**MATERIAL PROVIDED:**
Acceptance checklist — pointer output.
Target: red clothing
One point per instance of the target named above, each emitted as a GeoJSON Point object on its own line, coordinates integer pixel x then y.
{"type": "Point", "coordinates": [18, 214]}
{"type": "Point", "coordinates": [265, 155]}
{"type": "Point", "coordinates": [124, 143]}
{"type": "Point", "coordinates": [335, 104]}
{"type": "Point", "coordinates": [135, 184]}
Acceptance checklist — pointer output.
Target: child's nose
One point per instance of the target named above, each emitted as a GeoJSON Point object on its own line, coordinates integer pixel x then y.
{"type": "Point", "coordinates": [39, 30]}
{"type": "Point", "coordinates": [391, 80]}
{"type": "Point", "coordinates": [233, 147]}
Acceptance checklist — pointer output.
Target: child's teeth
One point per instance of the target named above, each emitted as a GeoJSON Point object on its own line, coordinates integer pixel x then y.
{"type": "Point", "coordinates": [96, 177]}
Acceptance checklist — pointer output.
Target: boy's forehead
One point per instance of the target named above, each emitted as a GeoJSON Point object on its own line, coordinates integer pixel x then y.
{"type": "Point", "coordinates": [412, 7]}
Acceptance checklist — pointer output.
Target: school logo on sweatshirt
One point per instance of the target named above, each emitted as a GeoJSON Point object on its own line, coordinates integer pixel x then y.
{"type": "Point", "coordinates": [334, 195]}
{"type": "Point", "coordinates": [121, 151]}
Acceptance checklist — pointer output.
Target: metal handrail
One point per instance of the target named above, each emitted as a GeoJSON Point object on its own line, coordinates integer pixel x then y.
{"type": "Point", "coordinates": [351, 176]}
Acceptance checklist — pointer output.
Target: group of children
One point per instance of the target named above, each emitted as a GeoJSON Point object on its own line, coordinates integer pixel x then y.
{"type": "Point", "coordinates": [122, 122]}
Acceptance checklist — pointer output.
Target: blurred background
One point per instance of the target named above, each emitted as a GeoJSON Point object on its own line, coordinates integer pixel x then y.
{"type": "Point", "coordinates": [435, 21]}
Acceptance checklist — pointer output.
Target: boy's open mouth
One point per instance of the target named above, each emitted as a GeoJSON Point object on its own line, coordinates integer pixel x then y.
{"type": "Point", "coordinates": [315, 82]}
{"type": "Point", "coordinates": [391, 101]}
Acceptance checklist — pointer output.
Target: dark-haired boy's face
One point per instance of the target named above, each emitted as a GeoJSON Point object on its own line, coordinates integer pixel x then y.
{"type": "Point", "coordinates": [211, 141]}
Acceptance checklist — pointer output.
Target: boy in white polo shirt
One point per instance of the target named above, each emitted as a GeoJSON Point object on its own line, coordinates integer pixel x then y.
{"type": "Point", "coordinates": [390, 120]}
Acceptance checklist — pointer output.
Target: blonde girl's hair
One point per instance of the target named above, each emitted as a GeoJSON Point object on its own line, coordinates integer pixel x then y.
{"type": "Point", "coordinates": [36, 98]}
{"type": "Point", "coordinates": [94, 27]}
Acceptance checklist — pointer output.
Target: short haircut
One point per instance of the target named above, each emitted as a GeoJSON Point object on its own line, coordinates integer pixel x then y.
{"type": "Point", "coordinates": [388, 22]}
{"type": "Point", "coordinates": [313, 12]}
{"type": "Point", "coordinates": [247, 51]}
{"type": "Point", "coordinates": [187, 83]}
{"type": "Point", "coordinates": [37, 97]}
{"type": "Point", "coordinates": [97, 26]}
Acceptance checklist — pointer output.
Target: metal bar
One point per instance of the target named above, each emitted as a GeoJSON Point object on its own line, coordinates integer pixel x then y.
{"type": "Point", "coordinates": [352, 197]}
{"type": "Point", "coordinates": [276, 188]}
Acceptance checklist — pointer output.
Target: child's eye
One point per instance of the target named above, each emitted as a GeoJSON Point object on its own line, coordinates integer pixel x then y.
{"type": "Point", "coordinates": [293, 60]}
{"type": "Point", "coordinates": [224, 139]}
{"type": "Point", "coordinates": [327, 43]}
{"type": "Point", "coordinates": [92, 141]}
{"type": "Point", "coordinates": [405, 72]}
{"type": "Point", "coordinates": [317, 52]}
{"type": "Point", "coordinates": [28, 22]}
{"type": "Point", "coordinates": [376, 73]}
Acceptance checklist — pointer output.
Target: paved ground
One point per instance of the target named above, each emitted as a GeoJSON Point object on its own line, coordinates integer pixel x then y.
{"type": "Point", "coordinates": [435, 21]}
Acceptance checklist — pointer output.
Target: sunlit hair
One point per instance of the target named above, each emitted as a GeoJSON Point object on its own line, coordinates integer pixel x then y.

**TASK DIRECTIONS:**
Find every line of the data above that contains the word "metal", and copy each of those lines in full. Matching is case-sensitive.

**EXERCISE RESULT:**
Target: metal handrail
Target: metal bar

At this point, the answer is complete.